## Job
Write out every line of the listing below, keeping each one unchanged.

Collected data entries
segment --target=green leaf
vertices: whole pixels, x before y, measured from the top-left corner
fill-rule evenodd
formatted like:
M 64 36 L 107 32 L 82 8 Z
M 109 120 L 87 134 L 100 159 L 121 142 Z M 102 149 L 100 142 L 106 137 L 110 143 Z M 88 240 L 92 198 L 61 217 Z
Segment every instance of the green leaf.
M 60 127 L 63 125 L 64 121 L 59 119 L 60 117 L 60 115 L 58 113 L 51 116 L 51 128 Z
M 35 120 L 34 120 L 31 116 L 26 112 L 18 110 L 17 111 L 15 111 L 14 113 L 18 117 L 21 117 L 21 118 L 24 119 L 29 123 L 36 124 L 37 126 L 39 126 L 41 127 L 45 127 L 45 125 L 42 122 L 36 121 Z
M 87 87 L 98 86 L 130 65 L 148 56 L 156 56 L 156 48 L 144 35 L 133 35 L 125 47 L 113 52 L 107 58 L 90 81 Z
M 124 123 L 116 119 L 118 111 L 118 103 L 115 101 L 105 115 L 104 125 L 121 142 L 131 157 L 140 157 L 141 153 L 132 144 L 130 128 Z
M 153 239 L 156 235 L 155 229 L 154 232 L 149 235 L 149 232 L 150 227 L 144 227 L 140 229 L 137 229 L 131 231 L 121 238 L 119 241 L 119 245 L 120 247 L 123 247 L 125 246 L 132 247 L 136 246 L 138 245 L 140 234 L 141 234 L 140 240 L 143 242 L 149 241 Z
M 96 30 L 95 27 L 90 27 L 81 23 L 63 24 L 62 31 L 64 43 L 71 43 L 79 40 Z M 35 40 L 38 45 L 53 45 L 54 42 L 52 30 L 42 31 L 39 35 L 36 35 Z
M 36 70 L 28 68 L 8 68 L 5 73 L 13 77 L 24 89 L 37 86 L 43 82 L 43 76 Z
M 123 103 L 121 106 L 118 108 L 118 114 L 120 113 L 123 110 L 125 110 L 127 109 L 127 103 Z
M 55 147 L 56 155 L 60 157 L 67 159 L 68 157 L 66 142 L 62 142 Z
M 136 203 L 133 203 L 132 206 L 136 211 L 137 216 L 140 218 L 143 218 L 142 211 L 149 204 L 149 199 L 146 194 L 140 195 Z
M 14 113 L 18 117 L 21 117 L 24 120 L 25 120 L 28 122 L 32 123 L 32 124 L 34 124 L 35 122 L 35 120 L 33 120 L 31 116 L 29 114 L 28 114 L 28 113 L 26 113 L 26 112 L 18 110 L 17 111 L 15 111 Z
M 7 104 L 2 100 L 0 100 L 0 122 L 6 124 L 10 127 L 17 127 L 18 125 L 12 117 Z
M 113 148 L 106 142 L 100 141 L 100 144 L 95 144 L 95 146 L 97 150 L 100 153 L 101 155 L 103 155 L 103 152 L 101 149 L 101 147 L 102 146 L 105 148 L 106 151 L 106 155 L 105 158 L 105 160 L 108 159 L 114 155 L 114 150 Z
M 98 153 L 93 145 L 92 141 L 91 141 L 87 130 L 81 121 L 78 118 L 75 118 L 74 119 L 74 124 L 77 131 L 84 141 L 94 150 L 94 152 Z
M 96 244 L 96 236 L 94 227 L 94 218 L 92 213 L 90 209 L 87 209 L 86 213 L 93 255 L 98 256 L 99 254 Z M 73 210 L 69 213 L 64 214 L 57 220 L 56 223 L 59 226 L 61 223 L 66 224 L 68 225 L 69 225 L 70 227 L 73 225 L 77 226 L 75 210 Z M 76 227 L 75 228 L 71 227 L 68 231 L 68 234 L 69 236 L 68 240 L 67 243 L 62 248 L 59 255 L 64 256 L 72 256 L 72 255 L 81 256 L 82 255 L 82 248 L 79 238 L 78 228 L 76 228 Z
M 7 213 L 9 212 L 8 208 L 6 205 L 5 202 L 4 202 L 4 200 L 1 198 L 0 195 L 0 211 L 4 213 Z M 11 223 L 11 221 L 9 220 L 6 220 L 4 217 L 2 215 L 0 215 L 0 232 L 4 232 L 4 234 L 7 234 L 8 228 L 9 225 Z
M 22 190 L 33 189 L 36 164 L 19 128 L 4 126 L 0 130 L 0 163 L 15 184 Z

## Final result
segment --target=green leaf
vertices: whole pixels, x before y, measured from the top-left corner
fill-rule evenodd
formatted like:
M 64 36 L 107 32 L 82 8 Z
M 109 120 L 87 134 L 100 159 L 121 142 Z M 102 149 L 100 142 L 106 137 L 110 143 Z M 88 240 L 92 198 L 61 217 Z
Segment every instance of the green leaf.
M 60 127 L 63 125 L 64 121 L 59 119 L 60 117 L 60 115 L 58 113 L 51 116 L 51 128 Z
M 35 120 L 34 120 L 31 116 L 26 112 L 18 110 L 17 111 L 15 111 L 14 113 L 18 117 L 21 117 L 21 118 L 24 119 L 29 123 L 36 124 L 37 126 L 39 126 L 41 127 L 45 127 L 45 125 L 42 122 L 36 121 Z
M 87 87 L 98 86 L 130 65 L 148 56 L 156 56 L 156 48 L 144 35 L 133 35 L 125 47 L 113 52 L 107 58 L 90 81 Z
M 124 123 L 116 119 L 118 111 L 118 103 L 115 101 L 105 115 L 104 125 L 121 142 L 131 157 L 140 157 L 141 153 L 132 144 L 130 128 Z
M 153 239 L 156 235 L 155 229 L 154 232 L 149 235 L 149 232 L 150 227 L 144 227 L 140 229 L 137 229 L 131 231 L 121 238 L 119 241 L 119 245 L 120 247 L 123 247 L 125 246 L 132 247 L 136 246 L 138 245 L 140 234 L 141 234 L 140 240 L 143 242 L 149 241 Z
M 96 30 L 95 27 L 90 27 L 81 23 L 63 24 L 62 31 L 64 43 L 71 43 L 79 40 Z M 35 40 L 38 45 L 53 45 L 54 42 L 52 30 L 42 31 L 39 35 L 36 35 Z
M 36 70 L 28 68 L 8 68 L 5 73 L 13 77 L 24 89 L 37 86 L 43 82 L 43 76 Z
M 123 103 L 121 106 L 118 108 L 118 114 L 120 113 L 123 110 L 125 110 L 127 109 L 127 103 Z
M 55 147 L 56 155 L 60 157 L 67 159 L 68 157 L 66 142 L 62 142 Z
M 136 203 L 133 203 L 132 206 L 136 211 L 137 216 L 140 218 L 143 218 L 142 211 L 149 204 L 149 199 L 146 194 L 140 195 Z
M 14 113 L 18 117 L 21 117 L 24 120 L 25 120 L 28 122 L 32 123 L 32 124 L 34 124 L 35 122 L 35 120 L 33 120 L 31 116 L 29 114 L 28 114 L 28 113 L 26 113 L 26 112 L 18 110 L 17 111 L 15 111 Z
M 7 104 L 2 100 L 0 100 L 0 122 L 6 124 L 10 127 L 17 127 L 18 125 L 12 117 Z
M 113 148 L 106 142 L 100 141 L 100 144 L 95 144 L 95 146 L 97 150 L 100 153 L 101 155 L 103 155 L 103 152 L 101 149 L 101 147 L 102 146 L 105 148 L 106 151 L 106 155 L 105 158 L 105 160 L 108 159 L 114 155 L 114 150 Z
M 98 153 L 93 145 L 92 141 L 91 141 L 87 130 L 81 121 L 78 118 L 75 118 L 74 119 L 74 124 L 77 131 L 84 141 L 94 150 L 94 152 Z
M 96 244 L 96 236 L 94 227 L 94 218 L 92 213 L 90 209 L 87 209 L 86 213 L 93 255 L 98 256 L 99 254 Z M 73 210 L 69 213 L 64 214 L 57 220 L 56 223 L 59 226 L 61 223 L 66 224 L 68 225 L 69 225 L 70 227 L 73 225 L 77 226 L 75 210 Z M 76 227 L 75 228 L 71 227 L 68 231 L 68 234 L 69 236 L 68 240 L 67 243 L 62 248 L 59 255 L 64 256 L 72 256 L 72 255 L 81 256 L 82 255 L 82 248 L 79 238 L 78 228 L 76 228 Z
M 7 213 L 9 212 L 8 208 L 6 205 L 5 202 L 4 202 L 4 200 L 1 198 L 0 195 L 0 211 L 4 213 Z M 11 223 L 11 221 L 9 220 L 6 220 L 4 217 L 2 215 L 0 215 L 0 232 L 4 232 L 4 234 L 7 234 L 8 228 L 9 225 Z
M 22 190 L 33 189 L 36 164 L 19 128 L 4 126 L 0 130 L 0 163 L 15 184 Z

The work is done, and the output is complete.